## WHAT THIS TASK INVOLVES
Nothing but the lines from the one with "Label the decorative" through the last line of the data should be restated, each word for word.

Data entries

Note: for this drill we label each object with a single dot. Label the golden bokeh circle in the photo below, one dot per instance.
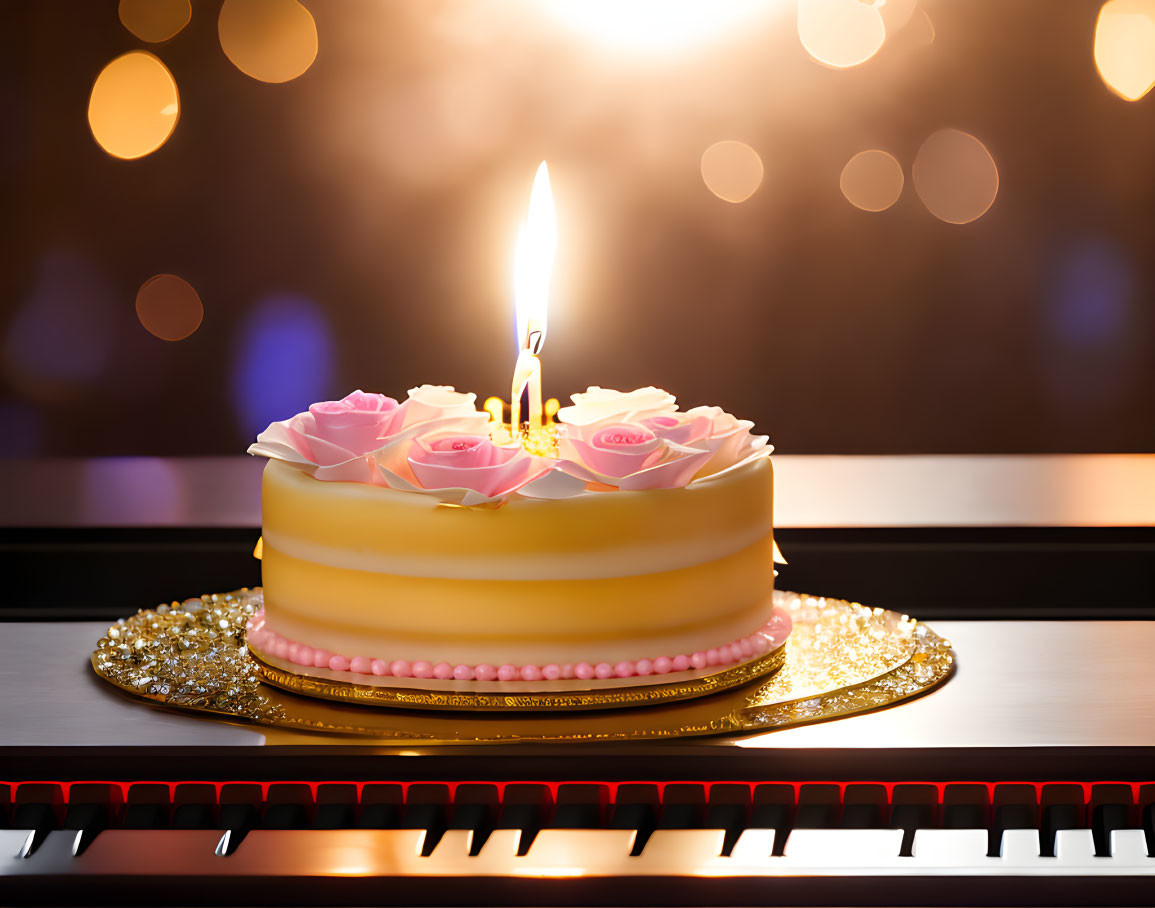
(272, 41)
(840, 32)
(731, 170)
(169, 307)
(155, 21)
(1125, 46)
(134, 105)
(872, 180)
(955, 177)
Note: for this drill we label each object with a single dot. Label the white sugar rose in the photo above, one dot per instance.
(348, 440)
(603, 406)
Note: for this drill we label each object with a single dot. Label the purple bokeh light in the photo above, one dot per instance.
(62, 334)
(283, 362)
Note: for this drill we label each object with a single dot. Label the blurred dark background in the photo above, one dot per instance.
(354, 225)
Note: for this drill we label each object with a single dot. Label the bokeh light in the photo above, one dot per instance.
(272, 41)
(872, 180)
(21, 430)
(1092, 320)
(169, 307)
(655, 24)
(731, 170)
(1125, 46)
(955, 177)
(155, 21)
(840, 32)
(134, 105)
(283, 362)
(60, 339)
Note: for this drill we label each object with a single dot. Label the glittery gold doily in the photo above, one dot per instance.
(841, 659)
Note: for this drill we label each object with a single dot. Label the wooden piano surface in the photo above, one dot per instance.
(1028, 779)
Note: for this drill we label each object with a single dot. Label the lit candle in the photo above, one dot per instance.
(533, 267)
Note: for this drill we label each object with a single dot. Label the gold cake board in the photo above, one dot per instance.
(841, 659)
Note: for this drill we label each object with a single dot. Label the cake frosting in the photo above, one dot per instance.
(417, 540)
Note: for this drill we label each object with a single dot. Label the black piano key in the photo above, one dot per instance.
(240, 808)
(864, 806)
(683, 806)
(91, 806)
(37, 805)
(773, 809)
(336, 806)
(475, 806)
(1063, 808)
(1013, 806)
(194, 806)
(728, 808)
(427, 808)
(636, 806)
(819, 808)
(147, 806)
(1111, 808)
(381, 806)
(913, 806)
(966, 806)
(288, 806)
(580, 806)
(524, 806)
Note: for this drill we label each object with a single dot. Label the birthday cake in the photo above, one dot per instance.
(425, 543)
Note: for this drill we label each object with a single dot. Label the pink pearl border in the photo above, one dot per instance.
(765, 639)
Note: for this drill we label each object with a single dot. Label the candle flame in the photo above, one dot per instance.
(534, 263)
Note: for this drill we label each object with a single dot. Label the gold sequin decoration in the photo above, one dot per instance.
(841, 659)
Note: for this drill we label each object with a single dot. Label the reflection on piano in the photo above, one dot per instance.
(1028, 779)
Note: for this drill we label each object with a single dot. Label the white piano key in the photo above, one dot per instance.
(848, 848)
(454, 846)
(1020, 848)
(948, 847)
(1075, 848)
(753, 847)
(564, 853)
(15, 842)
(677, 849)
(501, 843)
(1129, 848)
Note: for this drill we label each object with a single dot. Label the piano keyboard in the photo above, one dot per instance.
(529, 841)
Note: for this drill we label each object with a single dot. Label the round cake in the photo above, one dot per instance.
(408, 542)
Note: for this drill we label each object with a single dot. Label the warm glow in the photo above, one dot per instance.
(169, 307)
(840, 32)
(537, 244)
(656, 24)
(955, 177)
(1125, 46)
(872, 180)
(155, 20)
(272, 41)
(134, 105)
(731, 170)
(895, 13)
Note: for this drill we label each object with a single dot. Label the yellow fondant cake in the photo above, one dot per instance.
(528, 568)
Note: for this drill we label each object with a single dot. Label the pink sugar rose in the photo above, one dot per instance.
(639, 439)
(345, 440)
(354, 425)
(631, 458)
(468, 469)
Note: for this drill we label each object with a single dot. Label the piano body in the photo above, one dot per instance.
(1028, 779)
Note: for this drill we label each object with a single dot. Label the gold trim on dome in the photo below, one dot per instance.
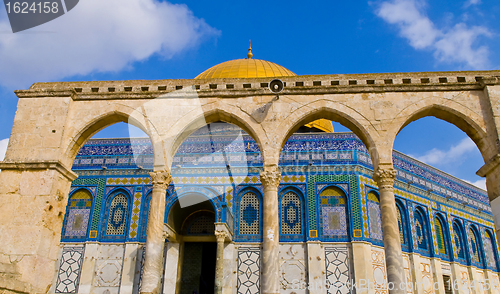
(245, 68)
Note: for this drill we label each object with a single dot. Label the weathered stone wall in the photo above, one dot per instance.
(54, 120)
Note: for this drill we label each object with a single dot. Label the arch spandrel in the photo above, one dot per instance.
(349, 116)
(79, 131)
(212, 112)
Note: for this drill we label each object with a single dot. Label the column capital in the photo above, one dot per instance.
(220, 236)
(270, 177)
(161, 179)
(385, 177)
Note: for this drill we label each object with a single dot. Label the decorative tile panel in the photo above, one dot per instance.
(68, 276)
(338, 276)
(427, 280)
(291, 214)
(248, 270)
(249, 214)
(379, 270)
(136, 212)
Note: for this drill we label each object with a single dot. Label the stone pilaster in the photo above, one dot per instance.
(155, 240)
(392, 244)
(270, 179)
(219, 263)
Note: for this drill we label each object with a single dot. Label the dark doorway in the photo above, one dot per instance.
(198, 268)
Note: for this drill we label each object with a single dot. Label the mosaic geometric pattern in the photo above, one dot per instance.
(427, 280)
(70, 267)
(333, 212)
(312, 196)
(459, 242)
(249, 214)
(379, 270)
(440, 236)
(400, 225)
(374, 217)
(291, 214)
(334, 221)
(118, 214)
(337, 270)
(79, 206)
(475, 247)
(248, 270)
(421, 231)
(100, 183)
(488, 250)
(136, 210)
(77, 223)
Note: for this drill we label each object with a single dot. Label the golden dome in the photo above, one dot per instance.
(246, 68)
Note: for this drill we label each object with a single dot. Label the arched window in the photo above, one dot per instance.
(78, 215)
(474, 243)
(441, 241)
(459, 241)
(117, 216)
(249, 214)
(334, 213)
(291, 214)
(401, 225)
(144, 216)
(421, 230)
(374, 216)
(489, 250)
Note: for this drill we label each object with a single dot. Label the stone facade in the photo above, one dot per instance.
(54, 120)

## WRITTEN SOLUTION
Note: for this drill we label each object with a single dot. Label the decorative tile panel in the photo above, one dot per instance.
(68, 276)
(338, 276)
(427, 280)
(291, 214)
(248, 270)
(249, 214)
(379, 270)
(136, 212)
Note: for this drill we label each object with a single dot. Label the stone pilaster in the photo above, one dot per instance.
(155, 240)
(392, 244)
(270, 179)
(219, 263)
Note: for this drill we label each object with a single dot. Label the dark doorway in the photo above, one dot per instance.
(198, 268)
Note: for this drill we label each object with a single dot. Label the mosaic geometric pattern in the photo above, one dot per instance.
(427, 280)
(70, 267)
(333, 212)
(312, 196)
(459, 242)
(249, 214)
(379, 270)
(440, 236)
(400, 225)
(374, 217)
(291, 214)
(334, 221)
(118, 214)
(337, 270)
(79, 206)
(475, 247)
(248, 270)
(421, 231)
(100, 183)
(488, 250)
(136, 210)
(77, 223)
Note: for this drill we label each object with a single dot. Label the golden dome in the photo above, one dot per instance.
(246, 68)
Note: for this drill we label each object with a single dot. Label the arched window in the photo above, one dot per instance.
(78, 215)
(474, 243)
(441, 241)
(459, 241)
(117, 216)
(249, 214)
(334, 213)
(291, 214)
(401, 225)
(144, 216)
(421, 230)
(374, 216)
(489, 250)
Note: for this drill we label each object with a single dot. Label the stone facade in the photo above, one dot per instance.
(54, 120)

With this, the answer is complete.